- **DOCUMENT SEGMENT**
Mwasiti Almas Yusuph (born February 2, 1986) popularly known as Mwasiti, is a singer and songwriter of Afropop, Zouk and Bongo Flava music from Tanzania. She is best known for her single "Nalivua Pendo," which was number one on the Tanzania radio charts for eight consecutive weeks and won "Best Zouk Song" at the 2009 Tanzania Music Awards.

== Early life and career ==
Mwasiti started her music career in 2006 after joining Tanzania House of Talent. She released her first single titled Nambie in 2006, which was nominated twice at the Tanzania Music Awards as Best newcomer artist and nominated for Best zouk song. In 2014 she performed in New York City at the Malaria No More Benefit Concert, organized by Malaria No More.

- **BRIEF 1**
In the Mwasiti biography, which song won "Best Zouk Song" at the 2009 Tanzania Music Awards?
The entries that follow are unrelated to the Mwasiti biography.

- **ROWS**

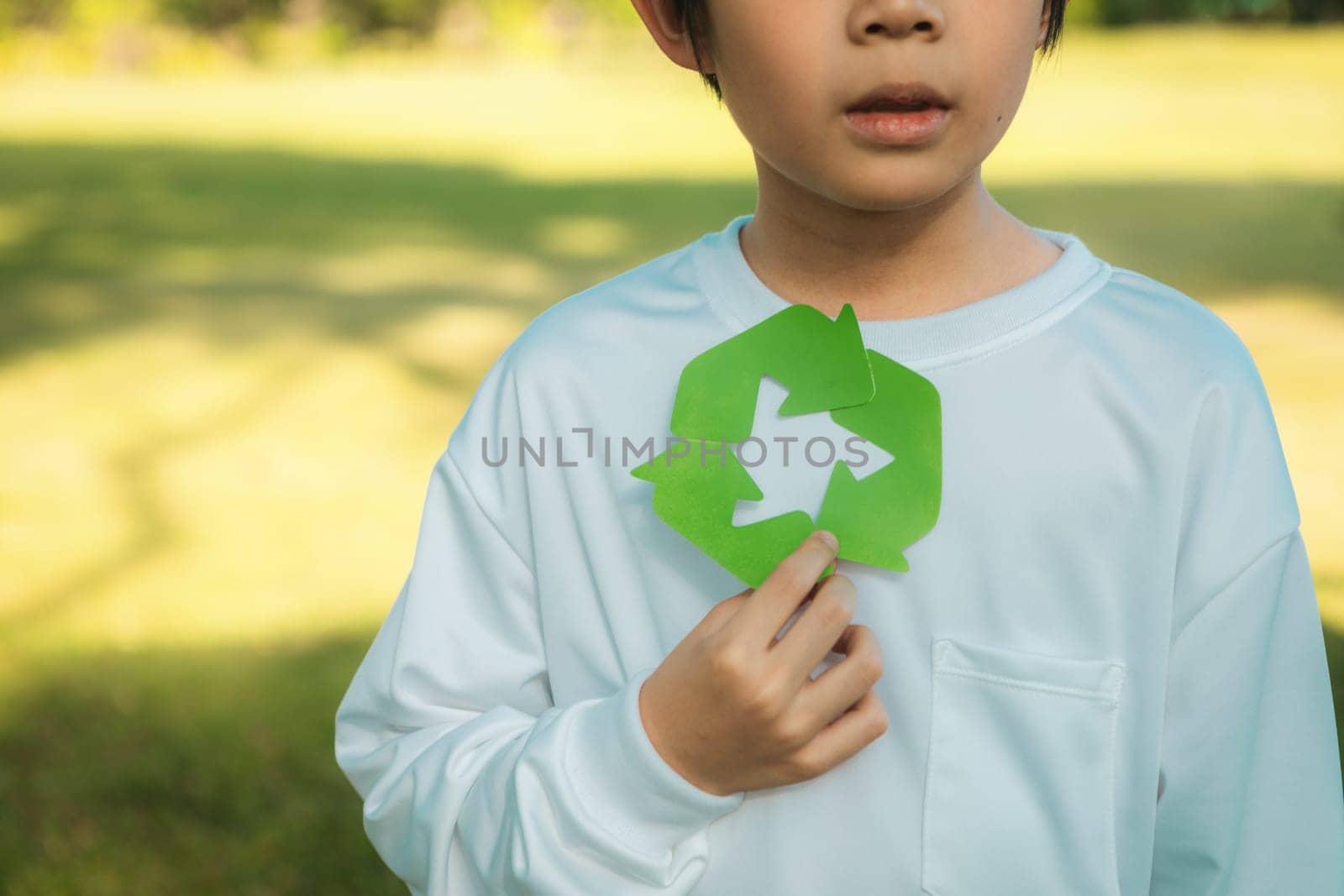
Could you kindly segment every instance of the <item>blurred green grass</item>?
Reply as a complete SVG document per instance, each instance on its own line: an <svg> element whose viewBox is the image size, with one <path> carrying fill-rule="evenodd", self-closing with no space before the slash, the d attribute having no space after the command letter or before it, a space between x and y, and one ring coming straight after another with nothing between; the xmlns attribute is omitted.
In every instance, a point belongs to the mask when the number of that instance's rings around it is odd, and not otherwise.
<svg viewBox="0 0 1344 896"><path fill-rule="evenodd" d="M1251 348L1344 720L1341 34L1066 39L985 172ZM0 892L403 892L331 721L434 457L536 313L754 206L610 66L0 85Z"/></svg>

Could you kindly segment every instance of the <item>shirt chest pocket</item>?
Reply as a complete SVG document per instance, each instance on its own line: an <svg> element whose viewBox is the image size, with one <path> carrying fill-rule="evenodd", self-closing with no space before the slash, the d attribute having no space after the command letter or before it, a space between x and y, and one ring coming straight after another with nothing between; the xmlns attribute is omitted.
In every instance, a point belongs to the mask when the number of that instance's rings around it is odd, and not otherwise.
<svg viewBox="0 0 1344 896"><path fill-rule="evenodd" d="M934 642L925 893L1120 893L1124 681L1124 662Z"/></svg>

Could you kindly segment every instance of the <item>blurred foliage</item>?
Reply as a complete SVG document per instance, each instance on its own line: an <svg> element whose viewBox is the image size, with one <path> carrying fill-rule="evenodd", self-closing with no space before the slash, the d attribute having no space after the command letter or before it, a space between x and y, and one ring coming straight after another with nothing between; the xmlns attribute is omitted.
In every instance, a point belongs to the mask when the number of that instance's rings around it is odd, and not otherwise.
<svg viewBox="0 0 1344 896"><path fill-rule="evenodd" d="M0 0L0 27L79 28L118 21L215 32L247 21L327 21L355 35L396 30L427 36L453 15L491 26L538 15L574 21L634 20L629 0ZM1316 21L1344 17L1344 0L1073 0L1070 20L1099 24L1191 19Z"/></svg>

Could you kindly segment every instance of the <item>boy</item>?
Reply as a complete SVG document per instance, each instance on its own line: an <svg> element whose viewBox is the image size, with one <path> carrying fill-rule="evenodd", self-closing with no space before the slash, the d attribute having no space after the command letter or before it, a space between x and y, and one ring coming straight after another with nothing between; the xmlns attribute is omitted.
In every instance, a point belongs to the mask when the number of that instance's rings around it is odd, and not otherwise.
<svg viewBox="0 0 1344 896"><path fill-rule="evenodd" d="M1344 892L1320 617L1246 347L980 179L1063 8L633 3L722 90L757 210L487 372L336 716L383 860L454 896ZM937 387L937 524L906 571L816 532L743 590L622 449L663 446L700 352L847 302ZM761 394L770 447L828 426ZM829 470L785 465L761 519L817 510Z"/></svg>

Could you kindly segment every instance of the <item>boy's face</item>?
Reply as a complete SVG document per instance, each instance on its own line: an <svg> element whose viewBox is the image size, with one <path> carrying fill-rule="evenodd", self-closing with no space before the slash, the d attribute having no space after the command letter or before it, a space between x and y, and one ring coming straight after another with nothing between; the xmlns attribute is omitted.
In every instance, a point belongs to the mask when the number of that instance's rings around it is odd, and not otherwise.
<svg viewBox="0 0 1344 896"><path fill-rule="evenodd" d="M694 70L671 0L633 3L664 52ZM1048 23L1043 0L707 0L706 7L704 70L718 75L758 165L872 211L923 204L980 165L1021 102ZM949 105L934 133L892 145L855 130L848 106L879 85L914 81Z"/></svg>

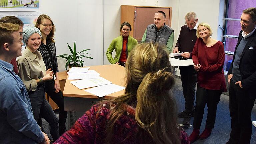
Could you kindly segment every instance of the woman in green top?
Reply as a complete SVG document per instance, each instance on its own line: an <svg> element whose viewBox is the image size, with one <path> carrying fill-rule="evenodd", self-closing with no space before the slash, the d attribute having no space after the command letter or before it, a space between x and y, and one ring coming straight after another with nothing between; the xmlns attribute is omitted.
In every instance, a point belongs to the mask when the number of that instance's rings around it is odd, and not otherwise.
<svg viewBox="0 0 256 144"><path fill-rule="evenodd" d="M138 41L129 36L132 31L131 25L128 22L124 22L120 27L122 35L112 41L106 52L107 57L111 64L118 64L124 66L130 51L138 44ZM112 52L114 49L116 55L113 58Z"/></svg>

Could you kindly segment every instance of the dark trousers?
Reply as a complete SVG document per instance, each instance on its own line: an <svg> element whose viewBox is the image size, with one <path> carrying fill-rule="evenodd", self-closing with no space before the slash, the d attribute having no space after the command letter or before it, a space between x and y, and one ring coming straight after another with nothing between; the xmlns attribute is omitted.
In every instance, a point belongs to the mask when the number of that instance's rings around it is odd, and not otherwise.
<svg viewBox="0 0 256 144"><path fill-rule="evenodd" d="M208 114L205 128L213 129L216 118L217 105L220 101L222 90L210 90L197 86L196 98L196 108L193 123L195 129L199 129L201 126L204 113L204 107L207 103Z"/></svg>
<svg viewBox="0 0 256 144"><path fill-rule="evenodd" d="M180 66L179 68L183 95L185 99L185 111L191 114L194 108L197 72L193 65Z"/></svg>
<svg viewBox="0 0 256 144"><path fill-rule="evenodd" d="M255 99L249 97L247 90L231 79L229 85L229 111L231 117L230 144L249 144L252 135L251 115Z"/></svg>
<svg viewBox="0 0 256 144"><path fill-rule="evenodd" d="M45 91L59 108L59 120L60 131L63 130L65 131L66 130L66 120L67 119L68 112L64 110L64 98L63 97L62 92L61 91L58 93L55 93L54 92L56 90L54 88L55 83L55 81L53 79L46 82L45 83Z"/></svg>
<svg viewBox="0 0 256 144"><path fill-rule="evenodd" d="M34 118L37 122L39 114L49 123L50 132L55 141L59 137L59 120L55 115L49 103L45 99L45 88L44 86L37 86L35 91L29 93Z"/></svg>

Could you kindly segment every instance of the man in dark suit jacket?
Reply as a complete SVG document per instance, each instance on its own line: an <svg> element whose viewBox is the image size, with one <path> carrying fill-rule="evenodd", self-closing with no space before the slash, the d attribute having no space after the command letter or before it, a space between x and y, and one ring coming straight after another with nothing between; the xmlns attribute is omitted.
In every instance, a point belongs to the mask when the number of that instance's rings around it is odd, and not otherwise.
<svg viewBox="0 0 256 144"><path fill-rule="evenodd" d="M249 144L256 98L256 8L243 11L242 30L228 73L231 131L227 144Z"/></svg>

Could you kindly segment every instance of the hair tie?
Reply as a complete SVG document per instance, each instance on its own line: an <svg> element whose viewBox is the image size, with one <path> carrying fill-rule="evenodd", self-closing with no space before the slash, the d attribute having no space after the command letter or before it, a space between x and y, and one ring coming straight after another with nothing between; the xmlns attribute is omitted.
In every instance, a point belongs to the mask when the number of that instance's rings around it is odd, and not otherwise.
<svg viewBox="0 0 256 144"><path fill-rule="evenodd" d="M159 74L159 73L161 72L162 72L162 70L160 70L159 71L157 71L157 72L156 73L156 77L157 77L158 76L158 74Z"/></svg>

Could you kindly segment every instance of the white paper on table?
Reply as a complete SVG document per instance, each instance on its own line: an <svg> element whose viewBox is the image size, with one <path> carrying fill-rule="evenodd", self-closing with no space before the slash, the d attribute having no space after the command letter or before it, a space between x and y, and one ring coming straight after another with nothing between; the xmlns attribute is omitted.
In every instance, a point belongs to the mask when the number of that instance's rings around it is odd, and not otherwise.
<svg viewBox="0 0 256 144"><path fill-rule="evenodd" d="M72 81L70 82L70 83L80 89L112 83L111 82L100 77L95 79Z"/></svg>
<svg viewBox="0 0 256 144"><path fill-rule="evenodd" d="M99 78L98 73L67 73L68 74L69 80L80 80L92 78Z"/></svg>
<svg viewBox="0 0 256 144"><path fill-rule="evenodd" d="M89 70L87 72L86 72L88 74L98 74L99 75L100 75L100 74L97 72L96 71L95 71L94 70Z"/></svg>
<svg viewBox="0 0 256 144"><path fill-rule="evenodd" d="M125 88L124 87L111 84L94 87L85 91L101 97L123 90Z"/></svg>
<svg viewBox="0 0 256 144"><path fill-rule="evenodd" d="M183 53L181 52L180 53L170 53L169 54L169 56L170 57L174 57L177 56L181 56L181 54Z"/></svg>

- **BRIEF 2**
In the entries, from the start through the line holding "642L925 893L1120 893L1124", inclusive, rewrite each line with "segment" changed to "outline" and everything else unchanged. Leave out the pictures.

- **FINAL RESULT 1**
"Nalivua Pendo"

- **FINAL RESULT 2**
Could you kindly outline every instance of the <item>blurred green grass</item>?
Reply as a complete SVG document per instance, each instance on its own line: an <svg> element whose viewBox is the image size, with one <path> carrying fill-rule="evenodd", self-closing with no space before the slash, the d attribute having no space after the command letter or before it, a space between x and y, and one ring coming straight after another with nothing between; the xmlns attribute is omitted.
In every instance, a point belongs to the mask when the number of that instance's rings around it is odd, and not otherwise.
<svg viewBox="0 0 1344 896"><path fill-rule="evenodd" d="M1251 348L1344 720L1341 34L1066 39L985 172ZM0 892L403 892L331 721L434 457L536 313L754 206L610 66L0 85Z"/></svg>

Could you kindly outline every instance of the <item>shirt chest pocket</item>?
Reply as a complete SVG document per instance, each instance on its own line: an <svg> element whose viewBox is the image size, with one <path> carrying fill-rule="evenodd", self-closing with no space before the slash, the d attribute having no space after the command letter or before it, a space between x and y, and one ring coming straight after another with nothing between; the xmlns attribute is omitted.
In every instance, a point belongs to the mask when the number of that instance's rings around it is odd, and not otherwise.
<svg viewBox="0 0 1344 896"><path fill-rule="evenodd" d="M934 642L925 893L1120 893L1124 681L1124 662Z"/></svg>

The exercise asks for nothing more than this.